Entries for pointing and labeling:

+ + + + + + +

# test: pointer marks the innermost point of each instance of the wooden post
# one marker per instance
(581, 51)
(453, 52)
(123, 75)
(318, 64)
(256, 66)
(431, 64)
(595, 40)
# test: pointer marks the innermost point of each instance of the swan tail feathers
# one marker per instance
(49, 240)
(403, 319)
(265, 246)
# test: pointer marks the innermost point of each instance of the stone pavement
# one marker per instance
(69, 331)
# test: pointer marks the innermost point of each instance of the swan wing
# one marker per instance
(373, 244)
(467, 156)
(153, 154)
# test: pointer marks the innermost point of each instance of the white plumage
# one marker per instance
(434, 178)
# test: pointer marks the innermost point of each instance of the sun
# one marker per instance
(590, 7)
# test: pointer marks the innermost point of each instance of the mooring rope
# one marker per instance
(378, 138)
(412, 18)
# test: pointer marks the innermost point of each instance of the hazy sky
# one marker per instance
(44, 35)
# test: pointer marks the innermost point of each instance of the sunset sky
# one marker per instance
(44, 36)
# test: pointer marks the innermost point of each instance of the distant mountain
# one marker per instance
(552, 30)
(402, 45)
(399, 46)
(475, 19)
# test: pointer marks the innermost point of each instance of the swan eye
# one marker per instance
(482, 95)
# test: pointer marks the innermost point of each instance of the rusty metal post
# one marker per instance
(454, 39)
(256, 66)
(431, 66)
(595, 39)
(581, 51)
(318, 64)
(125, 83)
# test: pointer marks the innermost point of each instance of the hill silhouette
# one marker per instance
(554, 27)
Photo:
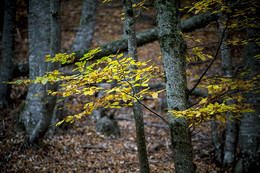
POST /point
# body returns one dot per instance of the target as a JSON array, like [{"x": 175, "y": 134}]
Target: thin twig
[{"x": 215, "y": 57}]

+ + + + + + +

- [What to do]: Express each line of the listing above as a JSON list of strings, one string per line, omitting blank lines and leaving the picture out.

- [Written answer]:
[
  "# test: pointer marks the innermost point of each instance of the wooden post",
  "# one marker per instance",
  "(581, 51)",
  "(453, 52)",
  "(123, 75)",
  "(318, 64)",
  "(256, 66)",
  "(431, 64)",
  "(595, 40)",
  "# test: pointer marks the innermost point of each instance of the swan tail feathers",
  "# one marker per instance",
  "(49, 240)",
  "(403, 319)",
  "(265, 246)",
  "# test: pointer marks the innermost point of each instance of the stone pavement",
  "# one marker per instance",
  "(69, 331)",
  "# test: pointer marks the innermost point of each instance of the swan wing",
  "# one marker per instance",
  "(373, 244)",
  "(467, 156)",
  "(153, 154)",
  "# test: pointer marks the innermost point of each instance of the white plumage",
  "# one marker per instance",
  "(434, 178)",
  "# test: pointer marks the innermost point of each instance of the sun",
  "# one marker per instance",
  "(590, 7)",
  "# test: pointer marks the innermost point of each instance of the mooring rope",
  "# one marker per instance",
  "(378, 138)",
  "(412, 18)",
  "# test: pointer marks the innermost point of each instance of the hazy sky",
  "# one marker per instance",
  "(44, 35)",
  "# test: pointer marks the innermost point of each instance of the sunset sky",
  "# one marker per instance",
  "(44, 36)",
  "# test: pointer marks the innermost point of each instance of the distant mountain",
  "# one marker per instance",
  "(552, 30)",
  "(402, 45)",
  "(399, 46)",
  "(475, 19)",
  "# test: pointer marks the innermost point of each instance of the swan eye",
  "# one marker per instance",
  "(482, 95)",
  "# test: pointer marks the innermost point of each instance of the rusty metal post",
  "# one marker per instance",
  "(454, 39)",
  "(256, 66)",
  "(431, 66)",
  "(595, 39)",
  "(581, 51)",
  "(318, 64)",
  "(125, 83)",
  "# test: pointer marks the innermost point of each instance of the hill silhouette",
  "# one marker per instance",
  "(554, 27)",
  "Photo:",
  "POST /point",
  "# body returns one dot per instance of the target as a JSON array, like [{\"x\": 175, \"y\": 134}]",
  "Target: thin twig",
  "[{\"x\": 215, \"y\": 57}]"
]